━━━ The records ━━━
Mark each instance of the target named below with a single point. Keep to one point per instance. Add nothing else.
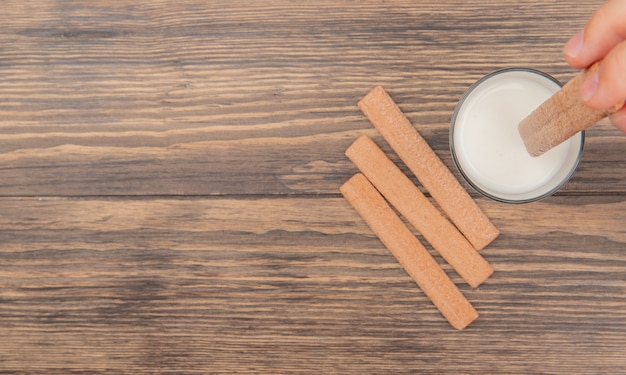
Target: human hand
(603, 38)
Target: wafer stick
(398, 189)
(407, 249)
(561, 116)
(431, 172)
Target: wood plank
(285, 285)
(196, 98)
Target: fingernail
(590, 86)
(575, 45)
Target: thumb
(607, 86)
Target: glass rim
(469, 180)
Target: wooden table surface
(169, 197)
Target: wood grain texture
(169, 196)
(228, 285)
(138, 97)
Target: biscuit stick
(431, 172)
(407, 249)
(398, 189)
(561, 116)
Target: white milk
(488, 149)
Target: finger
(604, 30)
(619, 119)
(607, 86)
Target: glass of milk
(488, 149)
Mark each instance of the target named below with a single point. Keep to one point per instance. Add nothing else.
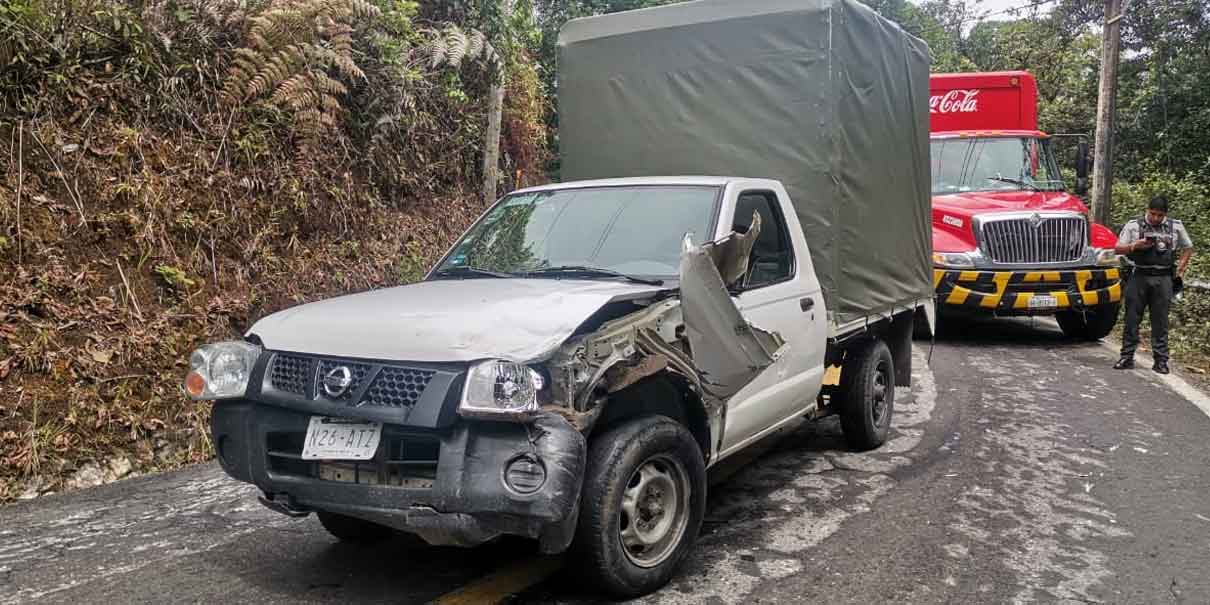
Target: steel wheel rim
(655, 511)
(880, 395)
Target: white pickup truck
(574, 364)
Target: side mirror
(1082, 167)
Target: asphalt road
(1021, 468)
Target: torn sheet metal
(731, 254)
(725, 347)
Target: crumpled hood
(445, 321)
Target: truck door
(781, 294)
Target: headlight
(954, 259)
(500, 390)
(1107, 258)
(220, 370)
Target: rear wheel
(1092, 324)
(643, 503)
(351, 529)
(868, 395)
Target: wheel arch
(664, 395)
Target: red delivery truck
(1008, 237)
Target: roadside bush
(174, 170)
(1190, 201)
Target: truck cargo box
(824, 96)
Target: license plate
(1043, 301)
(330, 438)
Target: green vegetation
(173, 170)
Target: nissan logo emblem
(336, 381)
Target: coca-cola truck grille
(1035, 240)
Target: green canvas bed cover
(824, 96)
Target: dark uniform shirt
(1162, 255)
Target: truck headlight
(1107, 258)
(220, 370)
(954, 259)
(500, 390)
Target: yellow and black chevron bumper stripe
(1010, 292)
━━━
━━━ The records ━━━
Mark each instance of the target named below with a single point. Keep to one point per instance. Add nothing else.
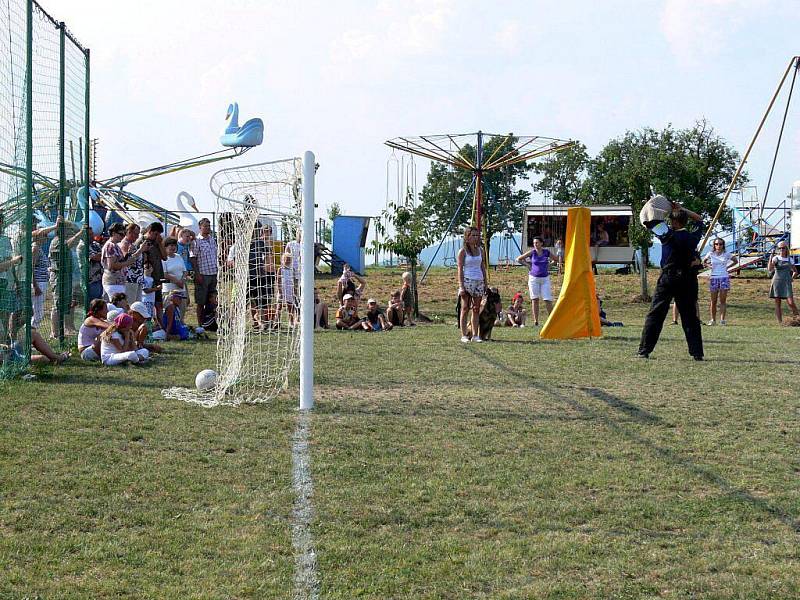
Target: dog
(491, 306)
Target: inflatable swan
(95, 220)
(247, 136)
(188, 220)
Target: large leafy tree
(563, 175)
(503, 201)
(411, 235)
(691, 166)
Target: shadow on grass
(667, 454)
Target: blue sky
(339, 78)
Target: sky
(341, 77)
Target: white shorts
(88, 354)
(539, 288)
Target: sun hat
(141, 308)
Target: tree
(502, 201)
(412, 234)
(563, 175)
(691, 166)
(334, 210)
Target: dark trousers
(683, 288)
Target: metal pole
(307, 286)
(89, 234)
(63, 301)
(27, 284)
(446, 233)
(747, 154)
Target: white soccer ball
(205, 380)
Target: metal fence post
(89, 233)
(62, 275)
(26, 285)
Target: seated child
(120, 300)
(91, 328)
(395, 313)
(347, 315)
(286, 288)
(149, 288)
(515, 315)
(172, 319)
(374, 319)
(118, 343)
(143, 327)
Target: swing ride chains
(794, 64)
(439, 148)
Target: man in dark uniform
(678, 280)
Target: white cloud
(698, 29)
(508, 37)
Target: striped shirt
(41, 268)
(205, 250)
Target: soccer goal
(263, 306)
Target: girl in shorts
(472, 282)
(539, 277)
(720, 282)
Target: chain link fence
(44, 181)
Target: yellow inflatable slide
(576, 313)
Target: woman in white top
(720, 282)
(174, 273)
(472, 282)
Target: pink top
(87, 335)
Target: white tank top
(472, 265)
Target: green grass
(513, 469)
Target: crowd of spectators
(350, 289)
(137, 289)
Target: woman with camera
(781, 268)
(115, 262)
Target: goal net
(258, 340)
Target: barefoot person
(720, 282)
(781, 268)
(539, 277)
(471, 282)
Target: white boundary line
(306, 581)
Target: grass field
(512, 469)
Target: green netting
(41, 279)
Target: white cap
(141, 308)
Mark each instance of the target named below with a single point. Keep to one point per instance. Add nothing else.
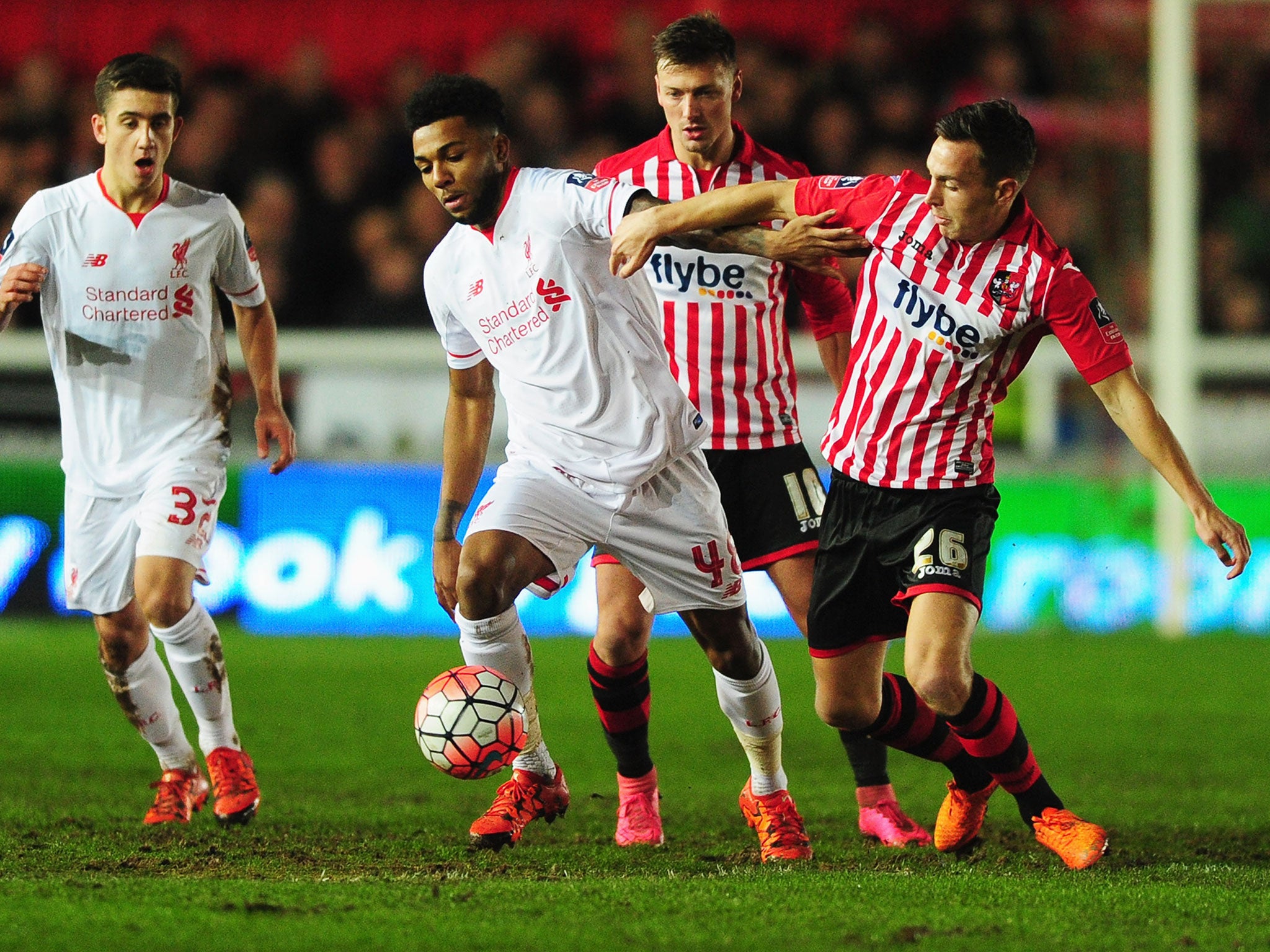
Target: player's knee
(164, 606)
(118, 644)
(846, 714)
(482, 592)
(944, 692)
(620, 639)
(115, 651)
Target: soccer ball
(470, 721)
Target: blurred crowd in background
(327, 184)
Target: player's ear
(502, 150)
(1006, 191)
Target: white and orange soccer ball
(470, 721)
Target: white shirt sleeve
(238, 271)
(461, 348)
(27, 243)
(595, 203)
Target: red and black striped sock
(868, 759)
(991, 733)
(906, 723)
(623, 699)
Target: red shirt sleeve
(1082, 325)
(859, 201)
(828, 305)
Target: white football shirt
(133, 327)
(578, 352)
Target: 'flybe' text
━━━
━━━ The records ━━━
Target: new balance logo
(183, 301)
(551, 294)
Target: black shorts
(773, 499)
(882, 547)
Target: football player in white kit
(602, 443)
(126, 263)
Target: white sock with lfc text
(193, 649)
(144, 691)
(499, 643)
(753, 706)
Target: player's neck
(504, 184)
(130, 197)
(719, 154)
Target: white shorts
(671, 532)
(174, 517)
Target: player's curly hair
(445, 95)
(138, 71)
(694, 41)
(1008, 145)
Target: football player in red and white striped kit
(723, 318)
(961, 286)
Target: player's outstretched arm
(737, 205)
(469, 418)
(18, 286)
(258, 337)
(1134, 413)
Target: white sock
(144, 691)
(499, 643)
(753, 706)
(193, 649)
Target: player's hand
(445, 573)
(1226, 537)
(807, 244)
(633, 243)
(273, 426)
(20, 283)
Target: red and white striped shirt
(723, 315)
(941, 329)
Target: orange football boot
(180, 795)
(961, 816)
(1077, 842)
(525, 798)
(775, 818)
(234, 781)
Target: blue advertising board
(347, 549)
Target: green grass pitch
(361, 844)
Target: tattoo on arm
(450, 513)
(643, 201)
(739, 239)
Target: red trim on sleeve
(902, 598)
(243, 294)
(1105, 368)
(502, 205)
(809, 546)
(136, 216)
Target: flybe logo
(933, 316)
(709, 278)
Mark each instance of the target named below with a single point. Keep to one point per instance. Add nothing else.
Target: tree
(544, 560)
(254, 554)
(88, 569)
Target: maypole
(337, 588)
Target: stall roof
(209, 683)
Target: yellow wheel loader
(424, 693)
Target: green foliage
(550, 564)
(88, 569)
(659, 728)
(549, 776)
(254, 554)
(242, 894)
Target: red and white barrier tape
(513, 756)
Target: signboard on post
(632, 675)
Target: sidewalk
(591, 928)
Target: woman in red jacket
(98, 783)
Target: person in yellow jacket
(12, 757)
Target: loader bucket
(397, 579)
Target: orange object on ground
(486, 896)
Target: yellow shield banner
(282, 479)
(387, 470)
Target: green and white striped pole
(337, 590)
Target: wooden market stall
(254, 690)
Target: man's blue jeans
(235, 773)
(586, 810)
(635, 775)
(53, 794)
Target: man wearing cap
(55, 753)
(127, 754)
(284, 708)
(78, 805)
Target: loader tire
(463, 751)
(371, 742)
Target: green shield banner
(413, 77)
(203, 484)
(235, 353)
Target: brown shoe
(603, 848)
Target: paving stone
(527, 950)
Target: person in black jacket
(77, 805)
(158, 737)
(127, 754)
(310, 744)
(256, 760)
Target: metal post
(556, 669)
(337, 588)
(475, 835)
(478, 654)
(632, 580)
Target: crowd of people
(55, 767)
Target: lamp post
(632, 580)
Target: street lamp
━━━
_About this exercise_: Your answer should be the lines above from the one containing "Target: brown shoe" through the one containing "Target: street lamp", copied exactly and with both ends kept.

_Answer to this task_:
Target: brown shoe
(603, 848)
Target: paving stone
(527, 950)
Target: person in black jacket
(77, 805)
(158, 737)
(127, 754)
(310, 744)
(256, 760)
Target: metal post
(556, 669)
(337, 588)
(475, 835)
(478, 654)
(632, 580)
Target: crowd of people
(55, 767)
Target: lamp post
(632, 580)
Target: street lamp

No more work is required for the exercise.